** What the exercise asks **
Retype all of the lines below word for word, keeping every character and number unchanged.

** Dataset rows **
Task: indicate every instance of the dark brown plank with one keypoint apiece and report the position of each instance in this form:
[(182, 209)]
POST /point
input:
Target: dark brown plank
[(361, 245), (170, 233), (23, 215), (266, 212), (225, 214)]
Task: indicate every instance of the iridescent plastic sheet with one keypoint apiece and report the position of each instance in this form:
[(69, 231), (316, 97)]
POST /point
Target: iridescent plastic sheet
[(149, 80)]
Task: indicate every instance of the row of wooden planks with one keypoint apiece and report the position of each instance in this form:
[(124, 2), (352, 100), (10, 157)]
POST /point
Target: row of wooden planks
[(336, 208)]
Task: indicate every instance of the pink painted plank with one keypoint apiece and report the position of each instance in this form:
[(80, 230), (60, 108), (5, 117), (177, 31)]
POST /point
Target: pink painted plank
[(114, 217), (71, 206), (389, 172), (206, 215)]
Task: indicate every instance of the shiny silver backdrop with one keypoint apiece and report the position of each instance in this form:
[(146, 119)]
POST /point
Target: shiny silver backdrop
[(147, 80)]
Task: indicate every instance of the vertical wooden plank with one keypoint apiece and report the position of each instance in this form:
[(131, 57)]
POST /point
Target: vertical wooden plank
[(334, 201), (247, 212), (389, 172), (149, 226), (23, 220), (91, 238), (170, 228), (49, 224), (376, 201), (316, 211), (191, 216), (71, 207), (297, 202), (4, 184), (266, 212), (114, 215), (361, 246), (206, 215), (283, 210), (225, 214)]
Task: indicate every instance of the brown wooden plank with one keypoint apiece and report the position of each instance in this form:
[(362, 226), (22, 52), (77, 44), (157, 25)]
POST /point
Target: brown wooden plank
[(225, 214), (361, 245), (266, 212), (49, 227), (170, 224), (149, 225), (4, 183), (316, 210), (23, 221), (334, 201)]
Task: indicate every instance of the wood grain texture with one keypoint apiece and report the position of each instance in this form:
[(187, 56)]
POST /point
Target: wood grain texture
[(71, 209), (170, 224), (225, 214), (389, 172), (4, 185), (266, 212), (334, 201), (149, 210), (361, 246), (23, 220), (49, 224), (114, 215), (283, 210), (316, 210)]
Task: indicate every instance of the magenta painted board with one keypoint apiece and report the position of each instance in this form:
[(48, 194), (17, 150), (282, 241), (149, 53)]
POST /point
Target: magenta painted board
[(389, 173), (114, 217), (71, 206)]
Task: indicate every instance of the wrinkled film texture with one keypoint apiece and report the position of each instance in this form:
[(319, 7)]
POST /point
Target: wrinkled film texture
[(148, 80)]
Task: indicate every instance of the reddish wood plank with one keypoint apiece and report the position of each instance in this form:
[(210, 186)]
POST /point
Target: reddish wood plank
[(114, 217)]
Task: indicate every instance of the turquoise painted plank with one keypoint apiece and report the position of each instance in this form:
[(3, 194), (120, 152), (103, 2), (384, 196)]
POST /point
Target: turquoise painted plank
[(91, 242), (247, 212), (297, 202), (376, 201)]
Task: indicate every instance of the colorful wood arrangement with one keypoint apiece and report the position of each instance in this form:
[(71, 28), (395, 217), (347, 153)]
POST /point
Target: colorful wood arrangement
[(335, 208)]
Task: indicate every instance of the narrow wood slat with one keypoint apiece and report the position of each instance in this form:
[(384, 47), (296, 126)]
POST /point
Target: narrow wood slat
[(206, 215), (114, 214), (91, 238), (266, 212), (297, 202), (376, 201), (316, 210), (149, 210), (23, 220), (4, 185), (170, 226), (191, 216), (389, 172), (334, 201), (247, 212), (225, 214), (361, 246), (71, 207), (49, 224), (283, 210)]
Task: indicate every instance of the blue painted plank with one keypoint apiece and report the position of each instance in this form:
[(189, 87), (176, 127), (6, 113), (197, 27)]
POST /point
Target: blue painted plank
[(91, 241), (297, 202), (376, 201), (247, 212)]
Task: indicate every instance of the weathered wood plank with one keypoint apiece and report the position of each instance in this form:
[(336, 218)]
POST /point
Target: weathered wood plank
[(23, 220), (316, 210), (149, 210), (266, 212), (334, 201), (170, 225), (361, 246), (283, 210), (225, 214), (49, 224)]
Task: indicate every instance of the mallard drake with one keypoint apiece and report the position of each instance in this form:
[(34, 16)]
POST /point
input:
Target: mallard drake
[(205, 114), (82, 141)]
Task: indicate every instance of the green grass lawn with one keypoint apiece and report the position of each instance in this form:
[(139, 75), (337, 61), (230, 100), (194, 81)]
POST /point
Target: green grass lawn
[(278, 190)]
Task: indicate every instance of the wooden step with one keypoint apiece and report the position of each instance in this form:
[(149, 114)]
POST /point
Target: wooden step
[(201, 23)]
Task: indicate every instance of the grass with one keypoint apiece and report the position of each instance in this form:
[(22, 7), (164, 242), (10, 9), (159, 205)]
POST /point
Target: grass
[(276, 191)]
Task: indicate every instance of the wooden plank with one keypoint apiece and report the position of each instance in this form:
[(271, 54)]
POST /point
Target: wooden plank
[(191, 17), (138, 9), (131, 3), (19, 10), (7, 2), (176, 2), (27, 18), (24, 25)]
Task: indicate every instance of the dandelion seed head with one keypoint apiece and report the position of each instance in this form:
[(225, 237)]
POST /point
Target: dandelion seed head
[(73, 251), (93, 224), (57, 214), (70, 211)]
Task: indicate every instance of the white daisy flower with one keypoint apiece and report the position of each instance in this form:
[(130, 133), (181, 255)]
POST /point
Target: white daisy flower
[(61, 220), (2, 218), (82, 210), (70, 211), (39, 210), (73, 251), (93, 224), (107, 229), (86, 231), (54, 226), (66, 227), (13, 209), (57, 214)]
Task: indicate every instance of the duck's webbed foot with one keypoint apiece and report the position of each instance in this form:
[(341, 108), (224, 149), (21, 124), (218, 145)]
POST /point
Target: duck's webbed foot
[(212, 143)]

** Result for this exercise **
Task: indicate every instance of the dark brown plank with one keypoint apiece and report the position of each instance in this form:
[(182, 209)]
POST /point
input:
Target: dark brown plank
[(361, 245), (170, 233), (23, 215), (266, 212), (225, 214)]
Task: indicate every instance of the iridescent plastic sheet with one keypoint apiece and report the position of each instance in this form:
[(69, 231), (316, 97)]
POST /point
Target: iridescent plastic sheet
[(149, 80)]
Task: indicate every instance of the row of wooden planks with one keypoint apiece and report the position of each instance in this form:
[(124, 2), (352, 100), (10, 157)]
POST /point
Target: row of wooden planks
[(336, 208)]
Task: indicate every instance of the pink painted plank with one keypoint apiece and report the position of each instance in this form:
[(80, 230), (60, 108), (5, 117), (177, 31)]
POST /point
Target: pink painted plank
[(114, 217), (71, 206), (389, 172), (206, 215)]
Task: indicate every instance of the shiny silver backdrop with one keypoint apiece and report the position of each instance in this form:
[(146, 119)]
POST /point
Target: shiny silver backdrop
[(147, 80)]
Task: indicate every instance of the vertical wooden plank with one keypoint apiece and report the position of each instance in this form:
[(131, 57)]
POST /point
Target: vertical wooden plank
[(334, 201), (247, 212), (389, 172), (149, 226), (23, 220), (91, 238), (170, 228), (49, 224), (376, 201), (316, 211), (191, 216), (71, 207), (297, 202), (4, 184), (266, 212), (114, 215), (361, 246), (206, 215), (283, 210), (225, 214)]
Task: indicate every instance of the brown wooden plank with one keypoint apiece and report the position of each instance in this form:
[(362, 226), (22, 52), (77, 44), (157, 25)]
POST /point
Target: brown wooden plank
[(225, 214), (361, 245), (266, 212), (49, 227), (170, 224), (149, 225), (4, 183), (316, 210), (23, 221), (334, 201)]
Task: indicate every instance of the wood grain texture with one keypoint apiece and report the position of each instance in this form:
[(187, 56)]
POST /point
Target: wood grain texture
[(71, 209), (170, 224), (225, 214), (389, 172), (4, 185), (266, 212), (334, 201), (149, 210), (361, 246), (23, 220), (49, 224), (114, 215), (283, 210), (316, 210)]
Task: indicate every instance of the magenta painted board with one keypoint apiece and report the position of each instance in this form:
[(48, 194), (17, 150), (282, 241), (149, 53)]
POST /point
Target: magenta painted board
[(389, 173), (114, 217), (71, 206)]
Task: indicate every instance of the wrinkled film texture with one keypoint apiece and report the position of each instance in this form:
[(319, 7)]
POST /point
Target: wrinkled film texture
[(148, 80)]
Task: indicate every instance of the reddish wood plank with one keypoint apiece and report the position of each instance in this form:
[(210, 186)]
POST /point
Target: reddish wood plank
[(114, 217)]
Task: indicate every instance of the turquoise painted plank with one keypoint apiece and report the position of each instance in this form:
[(3, 194), (120, 152), (103, 2), (384, 196)]
POST /point
Target: turquoise painted plank
[(91, 242), (247, 212), (297, 202), (376, 201)]
Task: indicate every instance of the colorful wood arrangement with one keypoint apiece and report the position of each instance in this form:
[(71, 28), (395, 217), (347, 153)]
POST /point
Target: colorful wood arrangement
[(335, 208)]
Task: indicate every instance of the narrow wood slat with one keypoint apiece and report the position of each instance in this form:
[(384, 47), (296, 126)]
POST /point
Target: narrow wood slat
[(206, 215), (114, 214), (91, 238), (266, 212), (297, 202), (376, 201), (316, 210), (149, 210), (23, 220), (4, 185), (170, 226), (191, 216), (389, 172), (334, 201), (247, 212), (225, 214), (361, 246), (71, 207), (49, 224), (283, 210)]
Task: indicate every instance of the blue painted plank with one keypoint apiece and report the position of each instance in this form:
[(189, 87), (176, 127), (6, 113), (197, 27)]
POST /point
Target: blue painted plank
[(91, 241), (297, 202), (376, 201), (247, 212)]
Task: indicate every instance of the weathered wood plank with one keypoint apiece and report the position of each instance in this form:
[(336, 218)]
POST /point
Target: weathered wood plank
[(23, 220), (316, 210), (149, 210), (266, 212), (334, 201), (170, 225), (361, 246), (283, 210), (225, 214), (49, 224)]
Task: indicate every instance of the mallard drake with one keypoint apiece and report the position of each instance in this form:
[(34, 16)]
POST /point
input:
Target: mallard drake
[(205, 114), (82, 141)]
Task: indicate every instance of the green grass lawn with one keypoint apiece and report the position of each instance in this form:
[(139, 75), (337, 61), (230, 100), (194, 81)]
POST /point
Target: green grass lawn
[(278, 190)]
Task: indicate every instance of the wooden step with one keypoint apiece and report the position of each instance in this form:
[(149, 114)]
POST /point
Target: wooden step
[(201, 23)]
Task: indicate every instance of the grass with one keypoint apiece and report the position of each instance in this form:
[(22, 7), (164, 242), (10, 9), (159, 205)]
POST /point
Target: grass
[(276, 191)]
Task: indicate every instance of the wooden plank with one keypoint apiece and report the position of each instance in this form:
[(271, 54)]
POST /point
Target: wooden plank
[(191, 17), (138, 9), (131, 3), (19, 10), (7, 2), (176, 2), (27, 18), (24, 25)]
Task: indicate every instance of the dandelion seed head with one keypoint apiece and report the position of each instance in this form:
[(225, 237)]
POST /point
Target: dandelion seed head
[(73, 251), (93, 224), (57, 214), (70, 211)]
Task: indicate every instance of the white daisy flower with one keypoint apiece and report the position of each instance in this form:
[(130, 133), (181, 255)]
POST /point
Target: white daisy flower
[(61, 220), (2, 218), (82, 210), (70, 211), (39, 210), (73, 251), (93, 224), (107, 229), (86, 231), (54, 226), (66, 227), (13, 209), (57, 214)]
Task: indicate every instance of the duck's webbed foot with one keypoint apiece and report the position of each instance in this form:
[(341, 108), (224, 149), (21, 124), (218, 145)]
POST /point
Target: duck's webbed foot
[(212, 143)]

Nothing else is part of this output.